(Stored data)
::::::
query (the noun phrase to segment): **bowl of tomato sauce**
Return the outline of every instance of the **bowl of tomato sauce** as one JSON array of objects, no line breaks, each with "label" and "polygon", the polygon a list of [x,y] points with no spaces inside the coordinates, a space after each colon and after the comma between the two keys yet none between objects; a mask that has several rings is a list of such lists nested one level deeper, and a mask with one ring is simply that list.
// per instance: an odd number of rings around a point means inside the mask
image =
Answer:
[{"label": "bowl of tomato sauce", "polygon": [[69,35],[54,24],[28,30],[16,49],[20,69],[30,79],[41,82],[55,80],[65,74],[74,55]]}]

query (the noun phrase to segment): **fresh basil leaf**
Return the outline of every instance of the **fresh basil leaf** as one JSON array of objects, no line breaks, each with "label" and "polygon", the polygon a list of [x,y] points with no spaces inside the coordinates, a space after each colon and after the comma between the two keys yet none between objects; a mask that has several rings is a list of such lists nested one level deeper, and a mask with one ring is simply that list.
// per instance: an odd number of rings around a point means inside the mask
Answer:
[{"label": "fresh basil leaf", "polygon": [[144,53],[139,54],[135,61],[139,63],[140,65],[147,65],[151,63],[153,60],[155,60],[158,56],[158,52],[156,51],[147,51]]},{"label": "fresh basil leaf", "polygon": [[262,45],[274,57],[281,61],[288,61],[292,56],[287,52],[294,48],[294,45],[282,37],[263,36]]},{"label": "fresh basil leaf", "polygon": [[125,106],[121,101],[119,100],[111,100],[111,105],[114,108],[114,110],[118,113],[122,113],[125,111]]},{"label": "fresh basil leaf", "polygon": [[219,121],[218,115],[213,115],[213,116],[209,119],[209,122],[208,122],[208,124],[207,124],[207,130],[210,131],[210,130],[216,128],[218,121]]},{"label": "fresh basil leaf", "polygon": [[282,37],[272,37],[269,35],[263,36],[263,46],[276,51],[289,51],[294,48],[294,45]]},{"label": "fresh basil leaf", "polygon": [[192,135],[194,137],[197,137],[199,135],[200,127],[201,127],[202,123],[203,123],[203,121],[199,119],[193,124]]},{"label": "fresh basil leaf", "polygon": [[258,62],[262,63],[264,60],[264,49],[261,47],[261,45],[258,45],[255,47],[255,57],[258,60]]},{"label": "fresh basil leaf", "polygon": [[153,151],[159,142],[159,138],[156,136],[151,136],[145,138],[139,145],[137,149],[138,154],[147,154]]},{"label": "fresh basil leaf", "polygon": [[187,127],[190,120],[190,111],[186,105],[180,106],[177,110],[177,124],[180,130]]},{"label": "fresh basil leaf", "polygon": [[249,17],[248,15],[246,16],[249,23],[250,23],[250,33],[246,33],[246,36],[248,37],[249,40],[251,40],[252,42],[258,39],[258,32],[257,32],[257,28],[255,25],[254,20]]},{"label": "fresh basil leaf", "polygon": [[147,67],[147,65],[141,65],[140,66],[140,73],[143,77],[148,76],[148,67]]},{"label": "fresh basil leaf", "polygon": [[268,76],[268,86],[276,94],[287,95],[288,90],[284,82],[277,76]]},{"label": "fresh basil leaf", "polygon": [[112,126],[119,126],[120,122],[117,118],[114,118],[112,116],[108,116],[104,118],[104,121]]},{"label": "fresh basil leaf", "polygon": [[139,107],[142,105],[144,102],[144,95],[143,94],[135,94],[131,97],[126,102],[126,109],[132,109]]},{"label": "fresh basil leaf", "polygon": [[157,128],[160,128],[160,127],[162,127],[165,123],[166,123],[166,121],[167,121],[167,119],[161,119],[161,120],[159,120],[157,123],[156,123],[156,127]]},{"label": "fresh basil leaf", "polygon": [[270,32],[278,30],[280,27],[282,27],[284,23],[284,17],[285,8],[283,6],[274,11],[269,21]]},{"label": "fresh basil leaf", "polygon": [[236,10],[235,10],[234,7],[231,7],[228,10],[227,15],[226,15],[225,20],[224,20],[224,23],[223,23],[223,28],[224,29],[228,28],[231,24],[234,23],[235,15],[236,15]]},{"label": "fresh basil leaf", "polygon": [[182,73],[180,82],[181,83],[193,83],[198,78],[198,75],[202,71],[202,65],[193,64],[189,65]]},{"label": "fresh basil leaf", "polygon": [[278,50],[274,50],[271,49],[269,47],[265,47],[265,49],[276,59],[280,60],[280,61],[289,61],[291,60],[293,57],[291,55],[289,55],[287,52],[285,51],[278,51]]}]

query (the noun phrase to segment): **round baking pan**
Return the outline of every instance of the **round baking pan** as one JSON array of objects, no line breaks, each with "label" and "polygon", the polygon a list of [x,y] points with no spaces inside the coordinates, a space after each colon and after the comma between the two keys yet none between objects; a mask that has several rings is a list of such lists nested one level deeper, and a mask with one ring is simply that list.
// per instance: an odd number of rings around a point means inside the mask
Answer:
::::::
> **Work request**:
Would you please copy every line in the data that contains the word "query"?

> **Response to this exercise**:
query (the noun phrase to segment): **bowl of tomato sauce**
query (the noun phrase to segment): **fresh basil leaf**
query (the noun phrase to segment): **round baking pan**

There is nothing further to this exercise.